*Work instruction*:
List each line of the data that holds the string "window".

*** Opening Data for the task ***

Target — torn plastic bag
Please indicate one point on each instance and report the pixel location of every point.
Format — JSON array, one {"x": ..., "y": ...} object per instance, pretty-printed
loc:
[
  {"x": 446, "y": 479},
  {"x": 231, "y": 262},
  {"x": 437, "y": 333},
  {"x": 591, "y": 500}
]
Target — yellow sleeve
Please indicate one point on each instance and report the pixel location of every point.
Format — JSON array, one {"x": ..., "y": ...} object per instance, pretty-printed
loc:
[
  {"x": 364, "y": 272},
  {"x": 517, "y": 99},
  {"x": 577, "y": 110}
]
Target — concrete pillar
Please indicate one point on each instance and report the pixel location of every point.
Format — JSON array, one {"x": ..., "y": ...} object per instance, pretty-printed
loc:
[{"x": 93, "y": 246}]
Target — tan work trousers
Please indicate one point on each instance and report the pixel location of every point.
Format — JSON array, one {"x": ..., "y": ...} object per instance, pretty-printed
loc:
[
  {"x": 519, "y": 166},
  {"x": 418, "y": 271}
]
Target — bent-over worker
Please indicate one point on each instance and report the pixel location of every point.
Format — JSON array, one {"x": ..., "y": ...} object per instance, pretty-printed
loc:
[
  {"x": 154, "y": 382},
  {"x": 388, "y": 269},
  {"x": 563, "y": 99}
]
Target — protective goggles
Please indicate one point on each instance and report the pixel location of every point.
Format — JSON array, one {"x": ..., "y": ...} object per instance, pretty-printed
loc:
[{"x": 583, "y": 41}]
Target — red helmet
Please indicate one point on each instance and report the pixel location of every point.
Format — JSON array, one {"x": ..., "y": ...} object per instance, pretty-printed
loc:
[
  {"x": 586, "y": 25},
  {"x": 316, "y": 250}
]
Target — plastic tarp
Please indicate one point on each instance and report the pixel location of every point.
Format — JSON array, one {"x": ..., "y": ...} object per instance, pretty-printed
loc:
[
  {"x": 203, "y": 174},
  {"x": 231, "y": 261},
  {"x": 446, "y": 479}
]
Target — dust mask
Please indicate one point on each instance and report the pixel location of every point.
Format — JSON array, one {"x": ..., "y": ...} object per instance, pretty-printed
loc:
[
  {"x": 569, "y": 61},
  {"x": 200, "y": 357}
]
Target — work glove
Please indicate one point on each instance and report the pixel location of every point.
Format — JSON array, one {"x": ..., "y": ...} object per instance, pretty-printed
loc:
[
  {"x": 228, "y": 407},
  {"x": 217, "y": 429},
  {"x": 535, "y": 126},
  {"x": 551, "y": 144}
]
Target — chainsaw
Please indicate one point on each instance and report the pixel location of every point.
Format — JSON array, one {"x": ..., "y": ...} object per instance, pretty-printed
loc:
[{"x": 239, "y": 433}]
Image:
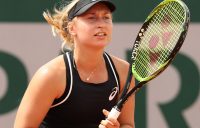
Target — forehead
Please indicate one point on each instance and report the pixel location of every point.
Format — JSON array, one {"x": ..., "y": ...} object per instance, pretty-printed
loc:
[{"x": 99, "y": 7}]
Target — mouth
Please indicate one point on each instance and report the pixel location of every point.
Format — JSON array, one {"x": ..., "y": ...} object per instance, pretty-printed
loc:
[{"x": 100, "y": 34}]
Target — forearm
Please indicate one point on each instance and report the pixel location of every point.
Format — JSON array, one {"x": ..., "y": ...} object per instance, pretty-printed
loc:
[{"x": 127, "y": 126}]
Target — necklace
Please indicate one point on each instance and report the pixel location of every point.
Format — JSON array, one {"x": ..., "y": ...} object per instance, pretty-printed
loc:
[{"x": 88, "y": 78}]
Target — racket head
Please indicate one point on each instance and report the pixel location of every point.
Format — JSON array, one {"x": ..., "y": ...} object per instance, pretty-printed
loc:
[{"x": 159, "y": 39}]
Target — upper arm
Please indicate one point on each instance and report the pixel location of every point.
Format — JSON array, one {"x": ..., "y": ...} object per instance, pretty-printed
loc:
[{"x": 38, "y": 98}]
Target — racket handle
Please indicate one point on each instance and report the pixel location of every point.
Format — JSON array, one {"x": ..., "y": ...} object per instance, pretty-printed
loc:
[{"x": 114, "y": 113}]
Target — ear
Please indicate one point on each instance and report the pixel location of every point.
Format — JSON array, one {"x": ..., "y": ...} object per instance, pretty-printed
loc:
[{"x": 72, "y": 29}]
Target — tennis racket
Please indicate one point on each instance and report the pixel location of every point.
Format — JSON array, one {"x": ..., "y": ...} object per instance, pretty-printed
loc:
[{"x": 157, "y": 43}]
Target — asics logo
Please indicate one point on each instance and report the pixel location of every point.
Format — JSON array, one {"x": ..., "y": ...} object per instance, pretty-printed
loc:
[{"x": 114, "y": 93}]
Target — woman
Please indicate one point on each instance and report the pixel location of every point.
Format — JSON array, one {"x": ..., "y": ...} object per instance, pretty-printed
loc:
[{"x": 79, "y": 88}]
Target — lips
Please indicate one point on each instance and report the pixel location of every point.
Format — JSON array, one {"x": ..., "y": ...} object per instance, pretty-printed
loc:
[{"x": 100, "y": 34}]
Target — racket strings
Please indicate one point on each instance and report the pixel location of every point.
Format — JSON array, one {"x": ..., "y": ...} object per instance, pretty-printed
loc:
[{"x": 175, "y": 19}]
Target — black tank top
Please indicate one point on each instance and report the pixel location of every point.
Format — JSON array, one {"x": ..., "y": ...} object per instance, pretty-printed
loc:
[{"x": 82, "y": 103}]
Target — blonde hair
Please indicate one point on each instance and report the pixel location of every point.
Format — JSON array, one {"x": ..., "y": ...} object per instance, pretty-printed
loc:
[{"x": 59, "y": 23}]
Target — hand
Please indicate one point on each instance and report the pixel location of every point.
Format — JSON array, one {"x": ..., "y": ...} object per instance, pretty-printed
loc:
[{"x": 109, "y": 122}]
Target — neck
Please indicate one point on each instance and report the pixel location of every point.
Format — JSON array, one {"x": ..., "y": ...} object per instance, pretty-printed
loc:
[{"x": 88, "y": 60}]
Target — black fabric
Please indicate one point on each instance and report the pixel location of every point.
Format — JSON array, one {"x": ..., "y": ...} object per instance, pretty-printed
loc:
[{"x": 83, "y": 108}]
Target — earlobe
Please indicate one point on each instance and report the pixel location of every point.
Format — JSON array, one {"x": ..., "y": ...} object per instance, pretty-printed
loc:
[{"x": 71, "y": 29}]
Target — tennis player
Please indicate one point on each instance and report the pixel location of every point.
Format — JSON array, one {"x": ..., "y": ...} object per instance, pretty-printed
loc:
[{"x": 78, "y": 89}]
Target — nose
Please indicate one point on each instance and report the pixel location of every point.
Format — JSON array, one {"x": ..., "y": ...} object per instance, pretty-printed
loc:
[{"x": 101, "y": 23}]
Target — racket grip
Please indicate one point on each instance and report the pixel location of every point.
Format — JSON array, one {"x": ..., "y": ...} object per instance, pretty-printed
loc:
[{"x": 114, "y": 113}]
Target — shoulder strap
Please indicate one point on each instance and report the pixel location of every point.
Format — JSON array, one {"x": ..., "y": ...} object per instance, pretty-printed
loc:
[{"x": 69, "y": 77}]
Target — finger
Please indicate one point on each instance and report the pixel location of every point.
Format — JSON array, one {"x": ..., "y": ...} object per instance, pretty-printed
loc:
[
  {"x": 102, "y": 126},
  {"x": 114, "y": 122},
  {"x": 105, "y": 112},
  {"x": 107, "y": 123}
]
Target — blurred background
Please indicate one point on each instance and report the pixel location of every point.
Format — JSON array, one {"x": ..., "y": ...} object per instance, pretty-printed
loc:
[{"x": 26, "y": 43}]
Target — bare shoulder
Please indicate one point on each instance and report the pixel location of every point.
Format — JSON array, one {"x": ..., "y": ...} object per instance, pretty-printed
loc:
[{"x": 51, "y": 76}]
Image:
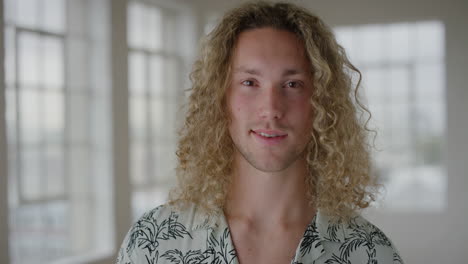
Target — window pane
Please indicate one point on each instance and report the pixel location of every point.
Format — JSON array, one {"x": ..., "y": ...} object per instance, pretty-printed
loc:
[
  {"x": 27, "y": 13},
  {"x": 430, "y": 40},
  {"x": 29, "y": 59},
  {"x": 158, "y": 80},
  {"x": 10, "y": 62},
  {"x": 429, "y": 81},
  {"x": 30, "y": 116},
  {"x": 40, "y": 232},
  {"x": 158, "y": 113},
  {"x": 53, "y": 120},
  {"x": 78, "y": 108},
  {"x": 53, "y": 15},
  {"x": 153, "y": 28},
  {"x": 137, "y": 73},
  {"x": 31, "y": 174},
  {"x": 139, "y": 163},
  {"x": 138, "y": 117},
  {"x": 52, "y": 62},
  {"x": 373, "y": 82},
  {"x": 345, "y": 38},
  {"x": 404, "y": 79},
  {"x": 398, "y": 39},
  {"x": 136, "y": 24},
  {"x": 371, "y": 38},
  {"x": 399, "y": 84},
  {"x": 171, "y": 82},
  {"x": 54, "y": 171},
  {"x": 77, "y": 72}
]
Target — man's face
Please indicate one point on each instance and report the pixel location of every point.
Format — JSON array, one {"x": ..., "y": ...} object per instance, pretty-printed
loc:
[{"x": 269, "y": 99}]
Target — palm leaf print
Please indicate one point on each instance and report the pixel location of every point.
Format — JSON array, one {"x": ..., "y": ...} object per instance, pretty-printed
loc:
[
  {"x": 310, "y": 239},
  {"x": 219, "y": 248},
  {"x": 332, "y": 231},
  {"x": 147, "y": 233}
]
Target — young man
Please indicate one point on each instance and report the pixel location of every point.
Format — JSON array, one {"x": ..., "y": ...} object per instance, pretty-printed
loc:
[{"x": 273, "y": 165}]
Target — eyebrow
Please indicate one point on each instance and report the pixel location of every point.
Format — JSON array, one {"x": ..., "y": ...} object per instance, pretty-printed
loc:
[{"x": 287, "y": 72}]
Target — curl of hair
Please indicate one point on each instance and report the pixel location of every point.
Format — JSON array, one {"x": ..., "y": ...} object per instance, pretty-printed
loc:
[{"x": 339, "y": 179}]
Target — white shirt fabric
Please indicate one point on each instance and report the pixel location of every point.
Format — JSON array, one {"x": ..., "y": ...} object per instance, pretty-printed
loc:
[{"x": 169, "y": 235}]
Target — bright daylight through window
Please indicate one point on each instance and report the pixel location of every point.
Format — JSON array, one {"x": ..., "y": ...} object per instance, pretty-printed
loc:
[{"x": 403, "y": 71}]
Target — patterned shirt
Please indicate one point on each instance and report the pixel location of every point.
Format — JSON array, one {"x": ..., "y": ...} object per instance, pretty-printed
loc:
[{"x": 169, "y": 235}]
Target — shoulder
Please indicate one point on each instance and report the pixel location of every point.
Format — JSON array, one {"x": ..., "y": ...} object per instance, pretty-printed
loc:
[{"x": 356, "y": 240}]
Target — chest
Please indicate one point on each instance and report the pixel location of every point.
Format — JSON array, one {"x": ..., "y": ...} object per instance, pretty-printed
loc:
[{"x": 272, "y": 247}]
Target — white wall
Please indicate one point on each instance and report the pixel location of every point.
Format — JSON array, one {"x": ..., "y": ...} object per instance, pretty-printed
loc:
[{"x": 439, "y": 237}]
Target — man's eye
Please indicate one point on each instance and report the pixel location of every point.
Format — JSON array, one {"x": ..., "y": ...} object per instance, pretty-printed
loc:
[
  {"x": 248, "y": 83},
  {"x": 292, "y": 84}
]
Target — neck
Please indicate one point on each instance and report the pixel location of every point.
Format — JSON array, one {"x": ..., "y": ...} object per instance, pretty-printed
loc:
[{"x": 269, "y": 198}]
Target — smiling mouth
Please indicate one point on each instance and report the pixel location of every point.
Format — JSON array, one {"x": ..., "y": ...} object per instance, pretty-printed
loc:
[{"x": 270, "y": 134}]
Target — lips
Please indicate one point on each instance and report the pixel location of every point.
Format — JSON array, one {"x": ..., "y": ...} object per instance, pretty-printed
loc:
[{"x": 269, "y": 135}]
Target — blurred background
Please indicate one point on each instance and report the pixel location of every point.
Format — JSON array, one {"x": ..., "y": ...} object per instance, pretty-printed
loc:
[{"x": 90, "y": 101}]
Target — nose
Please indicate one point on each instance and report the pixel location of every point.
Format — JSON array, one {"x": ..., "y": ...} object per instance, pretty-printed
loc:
[{"x": 272, "y": 103}]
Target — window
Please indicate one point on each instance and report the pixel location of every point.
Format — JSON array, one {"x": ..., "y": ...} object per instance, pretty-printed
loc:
[
  {"x": 155, "y": 96},
  {"x": 58, "y": 131},
  {"x": 404, "y": 83}
]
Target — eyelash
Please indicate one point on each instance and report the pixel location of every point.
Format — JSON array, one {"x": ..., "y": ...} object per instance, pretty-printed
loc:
[{"x": 297, "y": 84}]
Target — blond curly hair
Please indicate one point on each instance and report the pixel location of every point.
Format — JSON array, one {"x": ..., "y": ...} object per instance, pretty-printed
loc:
[{"x": 339, "y": 180}]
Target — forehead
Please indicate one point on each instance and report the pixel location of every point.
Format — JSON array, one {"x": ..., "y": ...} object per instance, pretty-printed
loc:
[{"x": 271, "y": 47}]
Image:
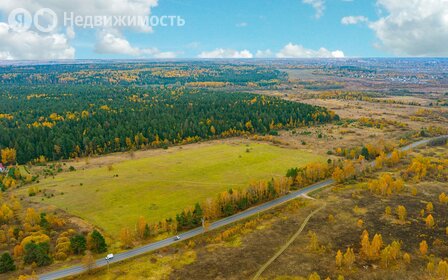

*** Closing Data for the task ***

*Result*:
Target — window pane
Target — bright daylight through window
Target — window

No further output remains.